Records from a data source:
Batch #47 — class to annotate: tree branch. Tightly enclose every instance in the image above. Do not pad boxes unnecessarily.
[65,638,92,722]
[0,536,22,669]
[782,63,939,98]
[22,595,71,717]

Directive –
Please copy the listing again, switching "tree branch" to "branch" and keeping everything else the same.

Solution to this exercise –
Batch #47 — class to annotate: branch. Tightly enclose every instance in the image above. Do not pad boxes unnecessarily.
[65,638,92,722]
[0,536,22,669]
[782,63,939,98]
[22,595,71,717]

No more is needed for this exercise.